[Given information]
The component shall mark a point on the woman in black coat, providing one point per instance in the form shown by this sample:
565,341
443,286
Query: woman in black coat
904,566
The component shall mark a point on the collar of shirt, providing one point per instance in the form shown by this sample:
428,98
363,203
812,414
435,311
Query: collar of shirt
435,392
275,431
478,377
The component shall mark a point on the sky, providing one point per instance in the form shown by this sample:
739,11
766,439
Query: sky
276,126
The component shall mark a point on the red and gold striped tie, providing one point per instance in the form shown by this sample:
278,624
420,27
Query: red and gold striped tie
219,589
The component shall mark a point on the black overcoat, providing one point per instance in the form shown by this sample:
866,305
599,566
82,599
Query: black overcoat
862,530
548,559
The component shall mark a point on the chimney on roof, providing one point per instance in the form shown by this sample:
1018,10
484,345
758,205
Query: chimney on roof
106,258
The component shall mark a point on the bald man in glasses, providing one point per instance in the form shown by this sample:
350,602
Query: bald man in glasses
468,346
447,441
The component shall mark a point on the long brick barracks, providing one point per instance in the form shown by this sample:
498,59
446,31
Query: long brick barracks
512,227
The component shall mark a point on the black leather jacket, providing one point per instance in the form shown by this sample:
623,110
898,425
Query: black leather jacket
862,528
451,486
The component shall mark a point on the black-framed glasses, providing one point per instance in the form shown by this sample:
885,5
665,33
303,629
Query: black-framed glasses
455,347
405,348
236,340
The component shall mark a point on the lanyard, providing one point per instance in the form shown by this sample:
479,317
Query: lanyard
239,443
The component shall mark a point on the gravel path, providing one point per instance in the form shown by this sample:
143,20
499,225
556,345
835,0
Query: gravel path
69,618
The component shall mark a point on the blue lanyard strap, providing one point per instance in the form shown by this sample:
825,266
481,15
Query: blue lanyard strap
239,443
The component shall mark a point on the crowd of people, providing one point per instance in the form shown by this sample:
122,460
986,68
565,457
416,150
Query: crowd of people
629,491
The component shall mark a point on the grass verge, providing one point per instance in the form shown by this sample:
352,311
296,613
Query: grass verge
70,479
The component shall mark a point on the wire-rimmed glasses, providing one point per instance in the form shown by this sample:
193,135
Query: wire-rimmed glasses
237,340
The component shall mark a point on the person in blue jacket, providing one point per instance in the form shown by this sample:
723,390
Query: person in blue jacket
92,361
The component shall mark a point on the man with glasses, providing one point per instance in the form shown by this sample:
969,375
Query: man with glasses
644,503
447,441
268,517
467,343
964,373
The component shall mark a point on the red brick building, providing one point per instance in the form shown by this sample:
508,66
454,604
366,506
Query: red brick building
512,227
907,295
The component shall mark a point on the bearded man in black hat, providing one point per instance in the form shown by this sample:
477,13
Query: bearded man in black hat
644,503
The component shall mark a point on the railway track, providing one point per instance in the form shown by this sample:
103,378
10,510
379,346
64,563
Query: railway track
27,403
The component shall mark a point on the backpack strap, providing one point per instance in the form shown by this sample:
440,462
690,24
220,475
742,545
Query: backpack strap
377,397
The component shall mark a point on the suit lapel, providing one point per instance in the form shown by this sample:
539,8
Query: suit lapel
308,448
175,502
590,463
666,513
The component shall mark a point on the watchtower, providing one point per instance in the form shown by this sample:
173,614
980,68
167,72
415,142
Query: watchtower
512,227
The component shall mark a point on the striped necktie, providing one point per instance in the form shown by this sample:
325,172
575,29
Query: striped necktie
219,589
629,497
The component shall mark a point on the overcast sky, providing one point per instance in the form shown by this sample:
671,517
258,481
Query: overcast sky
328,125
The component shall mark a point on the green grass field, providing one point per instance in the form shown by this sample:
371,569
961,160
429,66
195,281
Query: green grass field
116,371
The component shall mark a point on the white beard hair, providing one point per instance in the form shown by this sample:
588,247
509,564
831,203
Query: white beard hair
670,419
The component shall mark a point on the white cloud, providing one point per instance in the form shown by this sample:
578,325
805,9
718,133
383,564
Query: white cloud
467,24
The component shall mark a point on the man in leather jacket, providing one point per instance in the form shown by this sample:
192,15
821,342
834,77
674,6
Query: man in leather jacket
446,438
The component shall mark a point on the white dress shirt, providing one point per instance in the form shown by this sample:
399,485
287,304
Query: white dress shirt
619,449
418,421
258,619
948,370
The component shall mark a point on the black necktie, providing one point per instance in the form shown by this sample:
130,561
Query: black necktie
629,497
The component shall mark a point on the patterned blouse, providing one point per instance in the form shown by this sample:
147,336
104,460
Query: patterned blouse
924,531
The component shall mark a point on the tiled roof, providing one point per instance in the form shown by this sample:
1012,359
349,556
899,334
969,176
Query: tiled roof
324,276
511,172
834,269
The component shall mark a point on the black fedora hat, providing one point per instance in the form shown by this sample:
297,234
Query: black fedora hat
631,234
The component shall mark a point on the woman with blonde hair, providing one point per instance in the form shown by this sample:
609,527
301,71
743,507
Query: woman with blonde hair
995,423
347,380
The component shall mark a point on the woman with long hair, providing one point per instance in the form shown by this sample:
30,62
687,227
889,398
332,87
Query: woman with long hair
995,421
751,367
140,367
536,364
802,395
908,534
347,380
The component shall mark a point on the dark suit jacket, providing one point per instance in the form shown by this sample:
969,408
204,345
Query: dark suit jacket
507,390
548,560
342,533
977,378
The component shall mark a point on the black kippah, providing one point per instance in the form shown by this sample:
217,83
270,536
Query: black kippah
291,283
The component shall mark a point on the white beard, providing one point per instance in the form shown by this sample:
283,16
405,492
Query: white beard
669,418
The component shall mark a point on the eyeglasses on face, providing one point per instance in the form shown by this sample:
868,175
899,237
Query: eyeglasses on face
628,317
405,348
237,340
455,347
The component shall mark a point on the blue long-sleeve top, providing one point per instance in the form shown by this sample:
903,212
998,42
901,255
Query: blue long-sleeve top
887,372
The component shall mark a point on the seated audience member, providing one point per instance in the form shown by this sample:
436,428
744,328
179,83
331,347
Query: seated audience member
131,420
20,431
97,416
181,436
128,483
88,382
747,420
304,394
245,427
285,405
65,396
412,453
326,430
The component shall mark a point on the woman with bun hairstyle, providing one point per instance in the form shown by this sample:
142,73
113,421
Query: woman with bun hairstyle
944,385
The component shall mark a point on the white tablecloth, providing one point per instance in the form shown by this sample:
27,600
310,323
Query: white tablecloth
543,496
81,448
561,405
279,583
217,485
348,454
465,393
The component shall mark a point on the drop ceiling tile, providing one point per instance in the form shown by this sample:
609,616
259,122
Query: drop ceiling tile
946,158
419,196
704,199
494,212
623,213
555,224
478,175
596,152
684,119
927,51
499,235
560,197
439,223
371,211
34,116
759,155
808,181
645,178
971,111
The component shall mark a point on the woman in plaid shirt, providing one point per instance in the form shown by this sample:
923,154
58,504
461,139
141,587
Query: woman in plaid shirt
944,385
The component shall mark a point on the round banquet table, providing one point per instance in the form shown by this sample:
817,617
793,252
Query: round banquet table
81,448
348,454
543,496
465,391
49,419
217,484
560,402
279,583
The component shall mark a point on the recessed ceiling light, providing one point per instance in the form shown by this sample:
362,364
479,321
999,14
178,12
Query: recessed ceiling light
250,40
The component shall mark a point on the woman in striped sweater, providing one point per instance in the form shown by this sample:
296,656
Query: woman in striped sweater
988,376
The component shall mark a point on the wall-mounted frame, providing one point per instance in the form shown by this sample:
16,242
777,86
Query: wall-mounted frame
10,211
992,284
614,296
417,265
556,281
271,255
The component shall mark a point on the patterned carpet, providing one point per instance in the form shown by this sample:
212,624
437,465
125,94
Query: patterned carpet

[Task directions] Return only the lines running from the line with "white tablecloth, providing" to the last line of the records, both included, exactly as written.

[Written solution]
The component shall mark a point on the white tablecloth, providing one point per instance in the form shown by this sample:
27,600
310,323
Query: white tablecloth
543,496
81,448
561,405
279,583
217,485
348,454
465,393
The component shall mark a point on the drop ceiling tile, providing one point per instance in the form shown by this sample:
609,616
259,122
Query: drop ceiling tile
946,158
419,196
704,199
494,212
623,213
555,224
478,175
596,152
684,119
927,51
499,235
560,197
439,223
371,211
34,116
759,155
808,181
645,178
971,111
The component shall mark a point on the woman in plaid shirt, providing one point per instance in the form shown by this sample:
923,154
58,504
461,139
141,587
Query: woman in plaid shirt
944,385
The component shall mark a point on the round banquet table, providing one point per instance in the form shown by this sample:
817,617
793,252
Query: round banquet table
81,448
348,454
543,496
465,391
49,419
217,484
560,402
279,583
The component shall mark a point on the recessed ceiling light, providing one point per instance in the form shown by this sample:
362,364
479,321
999,14
178,12
Query: recessed ceiling light
250,40
The component shall mark a point on the woman in striped sweater, providing one point per instance in the form shown by this sample:
296,656
Query: woman in striped sweater
988,376
The component shall mark a point on the wall-mounted frame, providing one point per instance in the form shown by this sample:
16,242
777,86
Query: wall-mounted frame
10,211
992,284
614,296
417,265
556,281
271,255
The component shall mark a point on the patterned carpet, providing one point per instance in the form shown by this sample:
212,624
437,465
125,94
Query: patterned carpet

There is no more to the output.